>>>

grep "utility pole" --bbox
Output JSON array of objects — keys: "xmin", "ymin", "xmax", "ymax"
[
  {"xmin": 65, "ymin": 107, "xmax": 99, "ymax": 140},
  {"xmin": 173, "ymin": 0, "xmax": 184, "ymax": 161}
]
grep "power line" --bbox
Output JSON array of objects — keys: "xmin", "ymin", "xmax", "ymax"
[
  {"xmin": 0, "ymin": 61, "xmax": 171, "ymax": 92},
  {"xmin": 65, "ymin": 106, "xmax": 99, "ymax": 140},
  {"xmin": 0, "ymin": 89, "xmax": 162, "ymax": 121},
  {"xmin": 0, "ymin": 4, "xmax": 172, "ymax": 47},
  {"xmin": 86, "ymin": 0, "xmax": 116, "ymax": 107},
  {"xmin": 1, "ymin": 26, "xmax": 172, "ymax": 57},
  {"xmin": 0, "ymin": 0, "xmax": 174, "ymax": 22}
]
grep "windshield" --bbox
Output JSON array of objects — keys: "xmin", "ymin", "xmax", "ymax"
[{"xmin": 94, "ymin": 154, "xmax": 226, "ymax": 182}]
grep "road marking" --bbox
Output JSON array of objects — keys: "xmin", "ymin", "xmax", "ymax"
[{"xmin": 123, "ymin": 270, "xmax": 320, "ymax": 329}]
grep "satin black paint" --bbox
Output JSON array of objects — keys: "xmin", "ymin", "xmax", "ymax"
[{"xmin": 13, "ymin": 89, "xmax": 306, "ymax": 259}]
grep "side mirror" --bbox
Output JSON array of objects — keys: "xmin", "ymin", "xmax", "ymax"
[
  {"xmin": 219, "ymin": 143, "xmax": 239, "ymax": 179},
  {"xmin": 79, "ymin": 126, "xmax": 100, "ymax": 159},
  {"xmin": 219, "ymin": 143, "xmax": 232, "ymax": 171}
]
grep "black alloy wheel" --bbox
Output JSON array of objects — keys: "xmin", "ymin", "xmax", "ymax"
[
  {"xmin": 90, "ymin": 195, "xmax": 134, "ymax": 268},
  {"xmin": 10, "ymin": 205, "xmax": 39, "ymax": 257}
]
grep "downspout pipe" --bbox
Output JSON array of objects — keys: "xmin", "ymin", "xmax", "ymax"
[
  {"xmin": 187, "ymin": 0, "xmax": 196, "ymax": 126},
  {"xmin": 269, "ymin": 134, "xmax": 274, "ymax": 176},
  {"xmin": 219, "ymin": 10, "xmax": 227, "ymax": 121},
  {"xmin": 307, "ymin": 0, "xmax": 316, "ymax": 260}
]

<<<

Select every line in the records above that contains the string "grep", and copy each of those lines unchanged.

◆ **COMPLETED TASK**
grep "utility pole" --bbox
grep "power line" --bbox
grep "windshield" --bbox
grep "road marking" --bbox
grep "satin black paint" --bbox
grep "side mirror" --bbox
grep "black alloy wheel" --bbox
grep "downspout pipe" --bbox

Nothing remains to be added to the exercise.